*EXERCISE PROMPT*:
Going through the data below, copy out each line where the word "wheel" shows up.

*DATA FOR THIS EXERCISE*:
══════════════════════════════

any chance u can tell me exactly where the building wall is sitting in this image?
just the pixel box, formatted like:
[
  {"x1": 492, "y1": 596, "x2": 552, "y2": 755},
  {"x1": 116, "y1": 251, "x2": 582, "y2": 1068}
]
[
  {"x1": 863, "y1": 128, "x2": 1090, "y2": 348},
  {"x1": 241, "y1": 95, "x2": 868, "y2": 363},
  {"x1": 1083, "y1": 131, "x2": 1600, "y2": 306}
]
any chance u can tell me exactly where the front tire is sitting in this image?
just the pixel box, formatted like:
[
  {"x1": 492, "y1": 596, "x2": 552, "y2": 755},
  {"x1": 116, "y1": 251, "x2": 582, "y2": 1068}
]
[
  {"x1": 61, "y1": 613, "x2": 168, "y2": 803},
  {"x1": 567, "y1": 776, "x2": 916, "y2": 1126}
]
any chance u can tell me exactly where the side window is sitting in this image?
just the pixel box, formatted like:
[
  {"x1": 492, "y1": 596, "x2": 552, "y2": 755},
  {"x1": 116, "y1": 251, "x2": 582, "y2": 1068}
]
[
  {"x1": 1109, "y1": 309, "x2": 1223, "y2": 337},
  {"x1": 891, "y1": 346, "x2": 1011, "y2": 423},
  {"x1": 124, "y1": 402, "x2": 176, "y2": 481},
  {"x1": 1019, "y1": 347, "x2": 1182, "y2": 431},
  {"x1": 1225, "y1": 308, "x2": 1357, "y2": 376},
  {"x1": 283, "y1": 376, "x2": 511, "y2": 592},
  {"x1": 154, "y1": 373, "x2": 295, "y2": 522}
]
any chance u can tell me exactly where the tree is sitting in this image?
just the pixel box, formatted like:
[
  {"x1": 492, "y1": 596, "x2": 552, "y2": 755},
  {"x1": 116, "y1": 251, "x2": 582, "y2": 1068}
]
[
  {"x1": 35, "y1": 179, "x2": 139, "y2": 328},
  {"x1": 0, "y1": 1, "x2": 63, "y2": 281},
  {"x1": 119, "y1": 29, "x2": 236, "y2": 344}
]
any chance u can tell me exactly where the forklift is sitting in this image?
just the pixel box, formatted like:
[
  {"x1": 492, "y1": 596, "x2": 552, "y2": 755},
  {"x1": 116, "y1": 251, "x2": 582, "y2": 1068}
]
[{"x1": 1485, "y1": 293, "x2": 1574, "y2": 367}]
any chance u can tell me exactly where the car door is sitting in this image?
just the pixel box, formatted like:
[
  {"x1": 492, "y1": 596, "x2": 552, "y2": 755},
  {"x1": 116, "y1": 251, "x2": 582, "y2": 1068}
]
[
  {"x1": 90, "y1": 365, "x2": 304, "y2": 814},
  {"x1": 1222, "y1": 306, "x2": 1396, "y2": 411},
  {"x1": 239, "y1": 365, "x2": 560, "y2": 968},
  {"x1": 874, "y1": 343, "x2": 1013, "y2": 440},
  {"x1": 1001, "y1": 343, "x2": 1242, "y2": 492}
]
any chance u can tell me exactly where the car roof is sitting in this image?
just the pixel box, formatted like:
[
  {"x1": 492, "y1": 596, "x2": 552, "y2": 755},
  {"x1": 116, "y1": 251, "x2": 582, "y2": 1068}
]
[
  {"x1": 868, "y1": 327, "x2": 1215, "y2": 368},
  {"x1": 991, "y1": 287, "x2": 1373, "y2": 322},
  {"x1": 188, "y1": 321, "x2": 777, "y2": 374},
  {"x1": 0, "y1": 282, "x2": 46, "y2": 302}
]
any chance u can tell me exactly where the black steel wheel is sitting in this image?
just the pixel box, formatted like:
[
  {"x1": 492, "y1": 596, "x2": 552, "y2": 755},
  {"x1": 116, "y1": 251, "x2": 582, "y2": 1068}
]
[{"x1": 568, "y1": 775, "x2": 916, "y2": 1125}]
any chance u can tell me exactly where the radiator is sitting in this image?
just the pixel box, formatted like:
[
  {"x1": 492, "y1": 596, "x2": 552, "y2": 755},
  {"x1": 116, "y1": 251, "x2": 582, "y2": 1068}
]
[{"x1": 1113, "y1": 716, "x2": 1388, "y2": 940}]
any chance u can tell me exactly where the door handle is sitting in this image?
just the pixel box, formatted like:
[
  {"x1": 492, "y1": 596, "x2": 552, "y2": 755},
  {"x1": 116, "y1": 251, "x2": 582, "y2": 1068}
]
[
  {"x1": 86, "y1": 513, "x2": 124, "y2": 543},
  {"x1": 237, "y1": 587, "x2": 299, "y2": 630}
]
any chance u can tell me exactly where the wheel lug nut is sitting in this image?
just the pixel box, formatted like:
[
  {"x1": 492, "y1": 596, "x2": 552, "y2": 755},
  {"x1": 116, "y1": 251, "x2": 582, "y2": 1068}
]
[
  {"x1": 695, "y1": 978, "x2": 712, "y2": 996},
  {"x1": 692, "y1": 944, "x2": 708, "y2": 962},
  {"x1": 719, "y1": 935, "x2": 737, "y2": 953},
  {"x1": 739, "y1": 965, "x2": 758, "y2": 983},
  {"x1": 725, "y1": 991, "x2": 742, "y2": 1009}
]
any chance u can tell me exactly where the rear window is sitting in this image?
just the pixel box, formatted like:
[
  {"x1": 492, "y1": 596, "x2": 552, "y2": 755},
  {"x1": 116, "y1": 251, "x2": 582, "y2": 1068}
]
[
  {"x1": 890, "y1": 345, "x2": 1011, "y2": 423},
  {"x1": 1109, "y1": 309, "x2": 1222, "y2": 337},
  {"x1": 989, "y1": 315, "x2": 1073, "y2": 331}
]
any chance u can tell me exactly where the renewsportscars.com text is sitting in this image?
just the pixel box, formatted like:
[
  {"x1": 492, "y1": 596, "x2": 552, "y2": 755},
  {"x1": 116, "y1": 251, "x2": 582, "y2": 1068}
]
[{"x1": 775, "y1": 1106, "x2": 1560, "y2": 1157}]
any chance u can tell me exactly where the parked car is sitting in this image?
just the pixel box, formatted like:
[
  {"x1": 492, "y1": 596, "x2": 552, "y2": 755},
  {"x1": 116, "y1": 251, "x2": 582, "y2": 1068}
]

══════════════════════════════

*RESULT BELOW*:
any chance u can tell me exactly where the black steel wheel is sitting in this image?
any chance u can tell me exactly where the wheel lug nut is sitting in this image?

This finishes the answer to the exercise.